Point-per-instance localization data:
════
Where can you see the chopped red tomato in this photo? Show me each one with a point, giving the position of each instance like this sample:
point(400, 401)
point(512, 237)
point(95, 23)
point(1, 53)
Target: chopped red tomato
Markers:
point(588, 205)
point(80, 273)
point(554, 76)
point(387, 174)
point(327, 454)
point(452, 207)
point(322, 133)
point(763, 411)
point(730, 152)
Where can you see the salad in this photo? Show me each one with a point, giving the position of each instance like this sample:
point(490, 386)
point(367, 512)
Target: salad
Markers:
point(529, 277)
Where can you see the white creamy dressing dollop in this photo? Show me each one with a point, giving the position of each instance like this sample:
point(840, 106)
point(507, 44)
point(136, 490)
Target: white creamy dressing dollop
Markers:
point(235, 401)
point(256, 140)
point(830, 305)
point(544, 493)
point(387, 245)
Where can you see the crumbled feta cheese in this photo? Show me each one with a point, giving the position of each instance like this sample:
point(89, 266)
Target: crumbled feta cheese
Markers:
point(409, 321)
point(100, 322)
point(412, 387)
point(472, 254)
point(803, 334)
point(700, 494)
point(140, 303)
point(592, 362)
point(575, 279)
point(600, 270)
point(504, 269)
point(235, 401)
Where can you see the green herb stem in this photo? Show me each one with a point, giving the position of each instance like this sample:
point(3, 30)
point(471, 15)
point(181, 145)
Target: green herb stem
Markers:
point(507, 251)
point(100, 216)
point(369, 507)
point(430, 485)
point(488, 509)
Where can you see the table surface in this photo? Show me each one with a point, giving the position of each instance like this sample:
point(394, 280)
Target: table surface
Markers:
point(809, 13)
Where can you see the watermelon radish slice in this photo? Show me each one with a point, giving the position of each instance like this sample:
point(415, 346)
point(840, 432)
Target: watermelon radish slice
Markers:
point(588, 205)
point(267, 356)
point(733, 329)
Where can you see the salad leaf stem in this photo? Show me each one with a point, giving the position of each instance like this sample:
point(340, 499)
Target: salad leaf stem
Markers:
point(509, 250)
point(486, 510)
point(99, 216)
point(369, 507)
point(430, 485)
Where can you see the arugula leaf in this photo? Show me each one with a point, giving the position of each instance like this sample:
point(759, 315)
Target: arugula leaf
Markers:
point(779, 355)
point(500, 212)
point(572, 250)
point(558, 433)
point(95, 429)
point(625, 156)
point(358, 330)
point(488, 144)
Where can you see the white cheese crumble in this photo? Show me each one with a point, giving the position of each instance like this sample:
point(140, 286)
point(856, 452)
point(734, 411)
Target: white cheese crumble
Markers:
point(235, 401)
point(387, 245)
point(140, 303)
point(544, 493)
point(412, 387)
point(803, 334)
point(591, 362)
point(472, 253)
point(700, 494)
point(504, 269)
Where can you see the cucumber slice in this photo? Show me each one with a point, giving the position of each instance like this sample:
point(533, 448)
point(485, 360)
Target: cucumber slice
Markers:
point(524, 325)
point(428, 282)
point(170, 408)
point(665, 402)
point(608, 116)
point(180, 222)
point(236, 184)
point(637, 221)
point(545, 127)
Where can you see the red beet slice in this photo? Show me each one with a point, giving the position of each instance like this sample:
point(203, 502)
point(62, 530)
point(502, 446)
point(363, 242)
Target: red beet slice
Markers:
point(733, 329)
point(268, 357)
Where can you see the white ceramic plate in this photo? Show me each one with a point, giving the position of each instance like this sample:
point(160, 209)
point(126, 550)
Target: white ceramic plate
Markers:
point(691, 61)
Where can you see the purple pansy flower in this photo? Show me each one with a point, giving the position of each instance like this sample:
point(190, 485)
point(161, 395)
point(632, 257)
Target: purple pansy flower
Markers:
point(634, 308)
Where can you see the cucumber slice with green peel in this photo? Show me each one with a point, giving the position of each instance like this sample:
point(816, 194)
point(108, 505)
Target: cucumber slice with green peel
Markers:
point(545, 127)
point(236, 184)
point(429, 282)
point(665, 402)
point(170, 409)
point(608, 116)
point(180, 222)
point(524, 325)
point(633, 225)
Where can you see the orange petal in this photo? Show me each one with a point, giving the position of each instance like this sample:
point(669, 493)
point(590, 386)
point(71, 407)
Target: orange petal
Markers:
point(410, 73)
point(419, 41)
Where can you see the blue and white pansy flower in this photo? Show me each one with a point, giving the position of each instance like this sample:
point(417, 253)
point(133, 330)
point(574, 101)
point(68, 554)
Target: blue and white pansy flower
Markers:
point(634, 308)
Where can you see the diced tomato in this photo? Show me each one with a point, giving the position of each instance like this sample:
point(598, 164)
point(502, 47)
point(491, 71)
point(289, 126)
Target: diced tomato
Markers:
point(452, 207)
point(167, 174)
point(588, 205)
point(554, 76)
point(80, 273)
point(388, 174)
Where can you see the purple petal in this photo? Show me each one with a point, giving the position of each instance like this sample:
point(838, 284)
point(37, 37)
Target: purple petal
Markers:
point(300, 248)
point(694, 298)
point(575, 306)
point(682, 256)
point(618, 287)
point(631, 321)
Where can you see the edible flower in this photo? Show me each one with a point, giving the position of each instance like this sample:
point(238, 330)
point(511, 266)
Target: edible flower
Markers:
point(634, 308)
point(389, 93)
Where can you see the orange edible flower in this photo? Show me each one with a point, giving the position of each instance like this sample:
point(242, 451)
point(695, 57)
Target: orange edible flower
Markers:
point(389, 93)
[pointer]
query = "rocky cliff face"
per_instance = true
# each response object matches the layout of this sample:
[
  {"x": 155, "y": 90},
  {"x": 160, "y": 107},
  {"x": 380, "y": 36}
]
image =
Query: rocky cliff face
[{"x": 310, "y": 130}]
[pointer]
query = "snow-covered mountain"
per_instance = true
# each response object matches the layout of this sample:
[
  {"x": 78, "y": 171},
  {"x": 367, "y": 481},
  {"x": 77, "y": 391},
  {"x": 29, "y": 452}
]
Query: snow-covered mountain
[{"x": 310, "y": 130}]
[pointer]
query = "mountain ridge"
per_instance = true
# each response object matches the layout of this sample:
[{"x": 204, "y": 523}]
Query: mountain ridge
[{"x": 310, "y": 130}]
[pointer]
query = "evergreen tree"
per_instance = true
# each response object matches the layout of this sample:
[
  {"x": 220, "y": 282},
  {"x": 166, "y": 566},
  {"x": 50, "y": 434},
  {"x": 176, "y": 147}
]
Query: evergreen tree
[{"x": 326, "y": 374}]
════
Work request >> All the lines above must be output exactly, with none omitted.

Answer section >>
Where can you see the chopped red tomato in this photo? Show me each one with a point, giving the position of each instance like this sample:
point(400, 401)
point(512, 237)
point(95, 23)
point(1, 53)
Target: chopped red tomato
Markers:
point(588, 205)
point(80, 273)
point(554, 76)
point(387, 174)
point(327, 454)
point(452, 207)
point(322, 133)
point(763, 411)
point(730, 152)
Where can you see the salad in this photo? Show me each one with a point, giving the position of each instance like this sample:
point(490, 386)
point(367, 512)
Target: salad
Markers:
point(529, 277)
Where can you see the white creamy dressing dollop in this photo? Show me each one with a point, giving the position of each instance like this sample:
point(840, 106)
point(507, 44)
point(136, 490)
Target: white creamy dressing dollop
Markers:
point(235, 401)
point(256, 140)
point(830, 305)
point(544, 493)
point(387, 245)
Where can you see the crumbled feta cheese in this photo? Show me each one with a point, giving the position of each instance like this sample:
point(89, 266)
Target: crumbled feta cheese
Markers:
point(409, 321)
point(100, 322)
point(412, 387)
point(472, 254)
point(803, 334)
point(700, 494)
point(140, 303)
point(592, 362)
point(575, 279)
point(600, 270)
point(504, 269)
point(235, 401)
Where can you see the green herb stem in this photo? Show me each one with a point, giving the position of each instance like this sample:
point(3, 30)
point(471, 15)
point(181, 145)
Target: green herb stem
Markers:
point(507, 251)
point(100, 216)
point(369, 507)
point(430, 485)
point(488, 509)
Where can you see the table surface in this photo? Show me each one with a point, giving the position of each instance like this sample:
point(394, 280)
Target: table surface
Markers:
point(809, 13)
Where can you see the watermelon radish slice in this photo? Show me each one with a point, giving the position of each instance like this sample:
point(415, 346)
point(840, 432)
Target: watermelon radish slice
Markers:
point(588, 205)
point(267, 356)
point(733, 329)
Where can you see the salad leaf stem in this photo? Show me each one with a point, giving the position of each instance like this sample:
point(340, 499)
Target: salad leaf stem
Markers:
point(509, 250)
point(486, 510)
point(99, 216)
point(369, 507)
point(430, 485)
Where can you see the arugula leaf in this photo? Show me each one with a point, giving the position of each instance like this sample:
point(759, 315)
Target: arugula leaf
Markers:
point(779, 355)
point(500, 212)
point(572, 250)
point(558, 433)
point(95, 429)
point(625, 156)
point(358, 330)
point(488, 144)
Where can you see the white cheese crumble in this photo? Show me each one with a point, giving the position of each instance like this sample:
point(140, 286)
point(856, 452)
point(734, 411)
Target: white cheese crumble
Markers:
point(235, 401)
point(387, 245)
point(140, 303)
point(544, 493)
point(412, 387)
point(803, 334)
point(591, 362)
point(472, 253)
point(700, 494)
point(504, 269)
Where can you see the cucumber slice in this photo? Show me each one with a point, giving the position of each instance like this sample:
point(533, 448)
point(485, 360)
Target: cucumber slice
Markers:
point(524, 325)
point(428, 282)
point(170, 408)
point(665, 402)
point(608, 116)
point(180, 222)
point(236, 184)
point(637, 221)
point(545, 127)
Where can you see the red beet slice in this photo? Show me each one with a point, giving the position of each instance like this sample:
point(203, 502)
point(62, 530)
point(502, 446)
point(363, 242)
Target: red beet slice
Markers:
point(733, 329)
point(268, 357)
Where can you see the white ceramic plate in this photo? Show me each one with a point, giving the position of each instance like this sample:
point(160, 209)
point(126, 550)
Target: white ceramic plate
Markers:
point(691, 61)
Where can you see the purple pansy flower in this photo? Show me each one with a point, giving the position of each instance like this sample:
point(190, 485)
point(161, 395)
point(632, 257)
Target: purple pansy flower
Markers:
point(634, 308)
Where can you see the cucumber slice with green peel in this photo? Show me each one with a point, giving the position of each instance like this sample:
point(816, 194)
point(108, 505)
Target: cucumber slice with green peel
Markers:
point(545, 127)
point(236, 184)
point(429, 282)
point(665, 402)
point(170, 409)
point(608, 116)
point(180, 222)
point(524, 325)
point(633, 225)
Where can you see the orange petal in this photo? Show me each one with a point, giving the position of each instance like this sample:
point(669, 493)
point(590, 386)
point(71, 407)
Target: orange petal
Markers:
point(410, 73)
point(419, 41)
Where can you see the blue and white pansy flower in this photo? Show me each one with a point, giving the position of each instance like this sample:
point(417, 253)
point(133, 330)
point(574, 101)
point(68, 554)
Target: blue and white pansy flower
Markers:
point(634, 308)
Where can you see the diced tomato in this photo? Show me each one with a point, giving the position of each instance like this sample:
point(598, 164)
point(502, 47)
point(491, 71)
point(289, 126)
Target: diced tomato
Markers:
point(452, 207)
point(167, 174)
point(588, 205)
point(554, 76)
point(80, 273)
point(388, 174)
Where can you see the purple petal in this photo? Show me each one with a point, giving the position of each instance like this sample:
point(838, 284)
point(37, 37)
Target: purple petal
Markers:
point(300, 248)
point(694, 298)
point(575, 306)
point(682, 256)
point(618, 287)
point(631, 321)
Where can you see the edible flower in this photo? Show me each one with a point, giving the position of each instance like this sample:
point(238, 330)
point(511, 266)
Target: edible flower
Markers:
point(634, 308)
point(389, 93)
Where can you see the orange edible flower in this photo? Show me each one with a point, giving the position of each instance like this sample:
point(242, 451)
point(695, 57)
Target: orange edible flower
Markers:
point(389, 93)
[pointer]
query = "rocky cliff face"
per_instance = true
# each response object matches the layout of this sample:
[
  {"x": 155, "y": 90},
  {"x": 160, "y": 107},
  {"x": 380, "y": 36}
]
image =
Query: rocky cliff face
[{"x": 310, "y": 130}]
[pointer]
query = "snow-covered mountain"
per_instance = true
# each response object matches the layout of this sample:
[
  {"x": 78, "y": 171},
  {"x": 367, "y": 481},
  {"x": 77, "y": 391},
  {"x": 29, "y": 452}
]
Query: snow-covered mountain
[{"x": 310, "y": 130}]
[pointer]
query = "mountain ridge"
per_instance = true
# each response object matches the layout of this sample:
[{"x": 204, "y": 523}]
Query: mountain ridge
[{"x": 310, "y": 130}]
[pointer]
query = "evergreen tree"
per_instance = true
# each response object matches the layout of this sample:
[
  {"x": 220, "y": 282},
  {"x": 166, "y": 566},
  {"x": 50, "y": 434},
  {"x": 176, "y": 147}
]
Query: evergreen tree
[{"x": 326, "y": 374}]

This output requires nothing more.